What needs to be done
Can you write out the records below again, swapping "Put a marker" for "Place a pin" and leaving everything else unchanged?

Data supplied
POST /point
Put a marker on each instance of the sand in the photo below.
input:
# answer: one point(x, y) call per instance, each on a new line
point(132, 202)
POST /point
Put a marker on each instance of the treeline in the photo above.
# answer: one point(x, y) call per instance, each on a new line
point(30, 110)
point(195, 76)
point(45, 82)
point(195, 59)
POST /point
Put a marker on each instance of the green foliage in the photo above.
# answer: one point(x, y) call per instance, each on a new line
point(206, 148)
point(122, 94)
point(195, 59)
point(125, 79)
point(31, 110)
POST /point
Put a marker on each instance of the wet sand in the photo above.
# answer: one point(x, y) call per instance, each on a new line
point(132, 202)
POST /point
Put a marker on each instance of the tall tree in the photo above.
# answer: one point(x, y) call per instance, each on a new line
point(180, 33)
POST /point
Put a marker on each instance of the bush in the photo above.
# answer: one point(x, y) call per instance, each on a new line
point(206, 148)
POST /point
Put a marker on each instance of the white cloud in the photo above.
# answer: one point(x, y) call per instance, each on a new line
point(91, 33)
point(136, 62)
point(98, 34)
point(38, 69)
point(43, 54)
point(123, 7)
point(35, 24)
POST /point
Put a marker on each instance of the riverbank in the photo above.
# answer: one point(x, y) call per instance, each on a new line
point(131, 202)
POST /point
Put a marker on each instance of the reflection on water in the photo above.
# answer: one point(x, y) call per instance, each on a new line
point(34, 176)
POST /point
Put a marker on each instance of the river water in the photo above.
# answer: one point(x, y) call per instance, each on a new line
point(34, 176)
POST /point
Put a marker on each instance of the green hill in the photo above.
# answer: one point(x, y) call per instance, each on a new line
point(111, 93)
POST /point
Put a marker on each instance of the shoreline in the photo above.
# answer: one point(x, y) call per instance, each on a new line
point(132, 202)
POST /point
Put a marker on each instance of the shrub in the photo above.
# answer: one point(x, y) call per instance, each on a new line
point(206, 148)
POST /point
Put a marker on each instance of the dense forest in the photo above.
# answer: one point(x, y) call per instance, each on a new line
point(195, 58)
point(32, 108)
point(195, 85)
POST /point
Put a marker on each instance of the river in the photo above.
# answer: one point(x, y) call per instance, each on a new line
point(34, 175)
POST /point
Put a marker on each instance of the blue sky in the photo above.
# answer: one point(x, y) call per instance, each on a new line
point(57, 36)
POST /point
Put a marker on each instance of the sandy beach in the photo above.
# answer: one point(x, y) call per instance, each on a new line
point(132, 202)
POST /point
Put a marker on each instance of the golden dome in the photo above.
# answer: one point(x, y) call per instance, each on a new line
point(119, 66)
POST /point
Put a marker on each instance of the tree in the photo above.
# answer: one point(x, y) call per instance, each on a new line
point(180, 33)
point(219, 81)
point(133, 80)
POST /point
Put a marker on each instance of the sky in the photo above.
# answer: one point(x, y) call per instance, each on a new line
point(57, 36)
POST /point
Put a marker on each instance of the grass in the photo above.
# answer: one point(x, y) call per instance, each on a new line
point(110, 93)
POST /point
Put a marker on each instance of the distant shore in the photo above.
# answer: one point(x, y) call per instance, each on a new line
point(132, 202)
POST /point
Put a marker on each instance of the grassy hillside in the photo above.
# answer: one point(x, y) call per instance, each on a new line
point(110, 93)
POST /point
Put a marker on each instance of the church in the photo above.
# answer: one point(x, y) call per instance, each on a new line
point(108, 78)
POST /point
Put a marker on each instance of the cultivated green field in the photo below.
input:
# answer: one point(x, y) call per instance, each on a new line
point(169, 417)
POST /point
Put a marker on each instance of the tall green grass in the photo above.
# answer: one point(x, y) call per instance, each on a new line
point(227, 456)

The solution
POST /point
Place a pin on each instance of the sand in the photo below.
input:
# answer: one point(x, y) call per instance, each on a new line
point(132, 202)
POST /point
Place a pin on each instance of the treeline in the photo above.
# answer: one point(x, y) call per instance, each on a new line
point(30, 110)
point(195, 76)
point(45, 82)
point(195, 59)
POST /point
Place a pin on each instance of the green foliage in the photo above.
# answer: one point(x, y) call per instance, each on a new line
point(206, 148)
point(122, 94)
point(195, 59)
point(125, 79)
point(31, 110)
POST /point
Place a pin on each instance of the wet sand in the photo above.
# answer: one point(x, y) call per instance, each on a new line
point(132, 202)
POST /point
Place a pin on each instance of the tall tree in the photo above.
# answer: one point(x, y) call per instance, each on a new line
point(180, 33)
POST /point
Place a pin on each instance of the bush in the photo above.
# answer: one point(x, y) call per instance, each on a new line
point(206, 148)
POST /point
Place a pin on each instance of the white cloud in the photo above.
# answer: one point(x, y) call per instance, each on a new line
point(91, 33)
point(136, 62)
point(98, 34)
point(38, 69)
point(43, 54)
point(123, 7)
point(35, 24)
POST /point
Place a pin on each instance of the riverbank in the photo above.
# answer: one point(x, y) call per instance, each on a new line
point(131, 202)
POST /point
Place a pin on each instance of the reflection on water in the photo above.
# answer: one point(x, y) call per instance, each on a new line
point(34, 176)
POST /point
Place a pin on each instance of the river water in the photo above.
# answer: one point(x, y) call per instance, each on a new line
point(34, 176)
POST /point
Place a pin on each instance of the green hill in the photo above.
# answer: one point(x, y) call per instance, each on a new line
point(111, 93)
POST /point
Place a pin on each instance of the shoreline in the photo above.
# answer: one point(x, y) call per instance, each on a new line
point(132, 202)
POST /point
Place a pin on each instance of the shrub in the photo above.
# answer: one point(x, y) call per instance, each on a new line
point(206, 148)
POST /point
Place a pin on each instance of the dense forest in the photo above.
# answer: one point(x, y) call per instance, each on a new line
point(195, 58)
point(32, 108)
point(195, 85)
POST /point
Place a pin on each instance of the river in the photo above.
# answer: one point(x, y) call per instance, each on a new line
point(34, 175)
POST /point
Place a pin on each instance of the blue sky in the photo above.
# answer: one point(x, y) call per instance, each on a new line
point(57, 36)
POST /point
Place a pin on each instance of the sandy beach in the photo above.
# answer: one point(x, y) call per instance, each on a new line
point(132, 202)
POST /point
Place a pin on each instance of the golden dome in the photo above.
# answer: one point(x, y) call per instance, each on a new line
point(119, 66)
POST /point
Place a pin on each instance of the tree in the photo above.
# answer: one point(x, y) call per instance, each on a new line
point(180, 33)
point(219, 81)
point(133, 80)
POST /point
Place a pin on each instance of the sky in the photo above.
# answer: one point(x, y) call per instance, each on a new line
point(57, 36)
POST /point
Place a pin on each instance of the grass in the photo above.
# answer: one point(x, y) call per instance, each on a new line
point(110, 93)
POST /point
Place a pin on each instance of the distant shore in the photo above.
# answer: one point(x, y) call per instance, each on a new line
point(132, 202)
POST /point
Place a pin on each instance of the grassy hillside in the photo above.
# answer: one point(x, y) call per instance, each on a new line
point(110, 93)
POST /point
Place a pin on each instance of the church in the photo above.
# answer: one point(x, y) call per instance, each on a new line
point(108, 78)
POST /point
Place a pin on each instance of the cultivated green field in the photo below.
input:
# answer: one point(x, y) call per instance, each on a new line
point(169, 417)
POST /point
Place a pin on each instance of the tall green grass in the photo above.
# answer: one point(x, y) call per instance, each on a new line
point(227, 456)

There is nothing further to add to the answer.